▶ _Material provided_
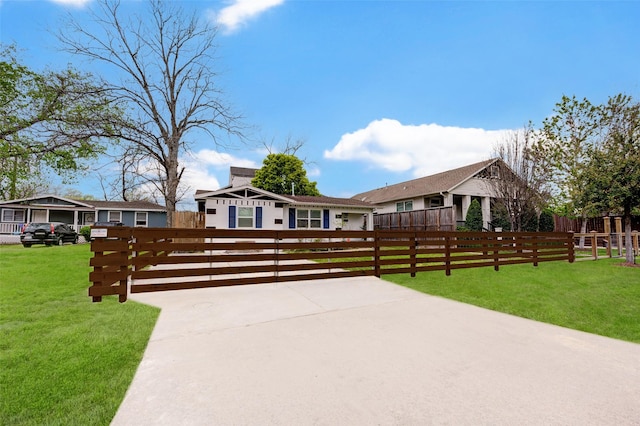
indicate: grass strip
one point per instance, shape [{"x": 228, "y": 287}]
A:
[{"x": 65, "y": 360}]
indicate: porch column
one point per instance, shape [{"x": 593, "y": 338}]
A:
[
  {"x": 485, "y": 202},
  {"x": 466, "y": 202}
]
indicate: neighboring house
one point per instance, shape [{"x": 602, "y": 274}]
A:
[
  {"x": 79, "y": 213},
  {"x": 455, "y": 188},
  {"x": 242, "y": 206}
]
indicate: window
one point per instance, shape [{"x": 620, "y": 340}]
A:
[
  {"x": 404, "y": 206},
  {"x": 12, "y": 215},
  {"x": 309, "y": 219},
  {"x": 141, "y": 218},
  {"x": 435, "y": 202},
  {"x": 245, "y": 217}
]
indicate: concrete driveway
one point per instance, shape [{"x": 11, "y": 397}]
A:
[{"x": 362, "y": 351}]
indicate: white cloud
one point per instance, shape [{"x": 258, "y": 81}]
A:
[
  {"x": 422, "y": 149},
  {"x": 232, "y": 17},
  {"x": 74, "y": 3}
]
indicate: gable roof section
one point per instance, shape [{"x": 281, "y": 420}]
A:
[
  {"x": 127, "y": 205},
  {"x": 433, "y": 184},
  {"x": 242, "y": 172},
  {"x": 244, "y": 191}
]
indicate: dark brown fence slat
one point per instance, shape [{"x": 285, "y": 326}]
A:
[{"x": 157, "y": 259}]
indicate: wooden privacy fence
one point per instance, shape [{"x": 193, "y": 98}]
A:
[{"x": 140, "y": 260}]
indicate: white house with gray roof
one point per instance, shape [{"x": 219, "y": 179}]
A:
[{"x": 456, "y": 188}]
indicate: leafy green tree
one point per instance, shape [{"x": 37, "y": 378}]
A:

▶ _The task_
Find how many lines above include "shape", then write only that count.

▶ _Problem solution_
11